Platform Deployment Modes

Tags guide architecture

BenchBox supports multiple deployment modes for database platforms, enabling you to run the same benchmark against local, self-hosted, and cloud-managed instances of the same database engine. This guide explains the deployment mode architecture, configuration, and usage patterns.

Overview

A deployment mode represents how a database platform is deployed and accessed:

Mode

Description

Examples

local

Embedded/in-process, no external server required

DuckDB, chDB (ClickHouse local), Firebolt Core

self-hosted

User-managed server or cluster

ClickHouse Server, Trino, TimescaleDB

managed

Vendor-managed cloud service

MotherDuck, ClickHouse Cloud, Starburst Galaxy, Timescale Cloud

Why Deployment Modes Matter

  • Same dialect, different infrastructure: MotherDuck uses DuckDB’s SQL dialect but requires cloud authentication

  • Consistent benchmarking: Compare local vs cloud performance with identical queries

  • Flexible configuration: Each mode has specific authentication and connection requirements

Quick Start

Syntax

Use the first-class platform names or the colon syntax to specify deployment modes:

# ClickHouse first-class platform names (preferred)
benchbox run --platform clickhouse-local --benchmark tpch --scale 0.1
benchbox run --platform clickhouse-server --benchmark tpch --scale 0.1
benchbox run --platform clickhouse-cloud --benchmark tpch --scale 0.1

Platform-Specific Examples

# ClickHouse: local (chDB) or server (self-hosted)
benchbox run --platform clickhouse-local --benchmark tpch --scale 0.1
benchbox run --platform clickhouse-server --benchmark tpch --scale 0.1

# ClickHouse Cloud: first-class platform
benchbox run --platform clickhouse-cloud --benchmark tpch --scale 0.1 \
    --platform-option host=abc123.aws.clickhouse.cloud

# Firebolt: core (local Docker), cloud (Firebolt Cloud)
benchbox run --platform firebolt:core --benchmark tpch --scale 0.1
benchbox run --platform firebolt:cloud --benchmark tpch --scale 0.1

# TimescaleDB: self-hosted or cloud (Timescale Cloud)
benchbox run --platform timescaledb --benchmark tpch --scale 0.1  # self-hosted
benchbox run --platform timescaledb:cloud --benchmark tpch --scale 0.1

# Standalone cloud platforms (managed mode only)

### Material supplied
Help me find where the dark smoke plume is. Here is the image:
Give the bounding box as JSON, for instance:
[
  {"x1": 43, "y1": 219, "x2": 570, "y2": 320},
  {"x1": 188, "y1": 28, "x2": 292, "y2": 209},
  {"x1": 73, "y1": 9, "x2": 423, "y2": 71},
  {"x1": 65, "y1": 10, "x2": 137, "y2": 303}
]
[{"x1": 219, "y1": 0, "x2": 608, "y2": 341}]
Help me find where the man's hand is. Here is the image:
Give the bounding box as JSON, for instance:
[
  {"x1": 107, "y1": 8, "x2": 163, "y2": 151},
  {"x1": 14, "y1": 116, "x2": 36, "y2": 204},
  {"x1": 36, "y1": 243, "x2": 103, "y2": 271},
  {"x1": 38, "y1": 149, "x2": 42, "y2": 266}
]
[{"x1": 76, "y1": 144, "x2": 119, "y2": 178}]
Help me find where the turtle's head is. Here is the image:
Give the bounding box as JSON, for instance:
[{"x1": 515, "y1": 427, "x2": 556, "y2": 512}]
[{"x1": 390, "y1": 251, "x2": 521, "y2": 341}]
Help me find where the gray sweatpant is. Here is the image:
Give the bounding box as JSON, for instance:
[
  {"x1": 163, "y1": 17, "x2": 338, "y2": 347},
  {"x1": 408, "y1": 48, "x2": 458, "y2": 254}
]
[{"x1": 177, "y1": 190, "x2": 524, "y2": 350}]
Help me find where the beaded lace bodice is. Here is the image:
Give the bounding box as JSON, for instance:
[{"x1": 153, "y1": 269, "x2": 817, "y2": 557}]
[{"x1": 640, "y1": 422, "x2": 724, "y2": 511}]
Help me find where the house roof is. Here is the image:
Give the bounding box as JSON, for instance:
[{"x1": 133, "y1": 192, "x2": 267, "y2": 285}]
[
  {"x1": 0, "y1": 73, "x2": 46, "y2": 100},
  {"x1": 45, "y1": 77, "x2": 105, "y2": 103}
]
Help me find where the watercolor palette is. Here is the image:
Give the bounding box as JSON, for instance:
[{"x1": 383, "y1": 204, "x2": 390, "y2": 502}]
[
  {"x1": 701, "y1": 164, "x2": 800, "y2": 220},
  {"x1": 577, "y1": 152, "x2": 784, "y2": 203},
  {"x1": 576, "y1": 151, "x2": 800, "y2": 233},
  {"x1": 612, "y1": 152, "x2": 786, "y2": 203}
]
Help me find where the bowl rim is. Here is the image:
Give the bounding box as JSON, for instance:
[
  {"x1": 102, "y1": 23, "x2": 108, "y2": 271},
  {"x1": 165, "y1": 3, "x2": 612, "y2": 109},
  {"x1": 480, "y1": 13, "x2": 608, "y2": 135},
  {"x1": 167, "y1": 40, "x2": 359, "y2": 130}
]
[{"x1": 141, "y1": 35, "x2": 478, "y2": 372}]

### What this task involves
In the deployment modes guide, list every example that the overview table gives for the managed mode. The material has no connection to the deployment modes guide.

### Response to this task
MotherDuck, ClickHouse Cloud, Starburst Galaxy, Timescale Cloud